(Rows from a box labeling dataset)
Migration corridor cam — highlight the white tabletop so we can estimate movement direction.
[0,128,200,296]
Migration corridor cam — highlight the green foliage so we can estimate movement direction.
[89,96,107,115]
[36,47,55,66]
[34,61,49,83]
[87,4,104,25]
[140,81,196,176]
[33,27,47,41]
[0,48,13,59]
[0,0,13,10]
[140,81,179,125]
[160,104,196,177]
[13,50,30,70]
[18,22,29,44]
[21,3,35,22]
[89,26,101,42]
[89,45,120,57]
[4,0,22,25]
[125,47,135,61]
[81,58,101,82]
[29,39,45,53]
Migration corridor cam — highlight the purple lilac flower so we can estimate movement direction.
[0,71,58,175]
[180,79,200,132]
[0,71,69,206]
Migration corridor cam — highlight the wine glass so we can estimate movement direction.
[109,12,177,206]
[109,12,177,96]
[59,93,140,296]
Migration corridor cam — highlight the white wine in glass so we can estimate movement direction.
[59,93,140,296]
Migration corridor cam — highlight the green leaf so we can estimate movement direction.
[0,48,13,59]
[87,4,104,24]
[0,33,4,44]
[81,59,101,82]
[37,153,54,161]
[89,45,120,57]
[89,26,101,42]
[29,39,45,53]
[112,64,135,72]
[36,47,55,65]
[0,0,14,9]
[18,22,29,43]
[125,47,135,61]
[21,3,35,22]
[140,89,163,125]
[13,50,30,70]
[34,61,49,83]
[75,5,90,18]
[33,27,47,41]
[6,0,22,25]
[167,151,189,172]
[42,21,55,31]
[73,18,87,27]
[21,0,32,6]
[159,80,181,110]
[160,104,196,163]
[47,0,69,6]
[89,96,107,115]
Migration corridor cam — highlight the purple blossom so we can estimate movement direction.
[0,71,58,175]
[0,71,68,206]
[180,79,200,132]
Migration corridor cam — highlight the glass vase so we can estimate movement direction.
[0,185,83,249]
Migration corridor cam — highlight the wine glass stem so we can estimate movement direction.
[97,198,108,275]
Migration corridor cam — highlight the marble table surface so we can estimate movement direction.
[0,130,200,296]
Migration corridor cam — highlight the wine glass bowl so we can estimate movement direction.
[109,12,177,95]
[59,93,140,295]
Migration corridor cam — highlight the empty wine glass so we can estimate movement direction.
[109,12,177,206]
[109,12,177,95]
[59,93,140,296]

What to work on:
Restate every line of the data word for word.

Solved problem:
Migration corridor cam — highlight the white tabletop so we can estimate movement direction.
[0,128,200,296]
Migration corridor cam — highlight the green foliage so we can estimate movement direction.
[89,96,107,115]
[36,47,55,66]
[34,61,49,83]
[87,4,104,25]
[140,81,196,176]
[33,27,47,41]
[0,48,13,59]
[0,0,13,10]
[140,81,179,125]
[160,104,196,177]
[13,50,30,70]
[18,22,29,44]
[21,3,35,22]
[89,26,101,42]
[89,45,120,57]
[4,0,22,25]
[125,47,135,61]
[81,58,101,82]
[29,39,45,53]
Migration corridor cam — highlight the purple lilac flower so we can estimate movement direction.
[0,71,58,175]
[180,79,200,132]
[0,71,69,206]
Migration corridor cam — highlight the wine glass so we can estimate movement direction.
[109,12,177,206]
[109,12,177,96]
[59,93,140,296]
Migration corridor cam — highlight the white wine in glass so we can estimate movement direction.
[59,93,140,296]
Migration corridor cam — highlight the green leaf so we can estimate movement direction.
[0,48,13,59]
[87,4,104,24]
[0,33,4,44]
[81,59,101,82]
[37,153,54,161]
[89,45,120,57]
[89,26,101,42]
[29,39,45,53]
[112,64,135,72]
[36,47,55,65]
[0,0,14,9]
[18,22,29,43]
[125,47,135,61]
[21,3,35,22]
[140,89,163,125]
[13,50,30,70]
[34,61,49,83]
[75,5,90,18]
[33,27,47,41]
[6,0,22,25]
[167,151,189,172]
[42,21,55,31]
[73,18,87,27]
[21,0,32,6]
[159,80,181,110]
[160,104,196,163]
[47,0,69,6]
[89,96,107,115]
Migration corridor cam — highlight the purple blossom so we can estimate movement direction.
[0,71,58,175]
[0,71,68,206]
[180,79,200,132]
Migration corridor cam — highlight the glass vase so we can estimate movement direction.
[0,185,83,249]
Migration corridor cam — highlight the wine glass stem so we can estimate movement direction.
[97,198,108,275]
Migration corridor cam — highlight the marble table surface so we can estimate movement direction.
[0,130,200,296]
Migration corridor cam — highlight the wine glass bowl so we can estimate movement direction.
[109,12,177,95]
[59,93,140,295]
Migration corridor cam — highlight the empty wine glass so we can estimate movement direction.
[109,12,177,206]
[109,12,177,95]
[59,93,140,296]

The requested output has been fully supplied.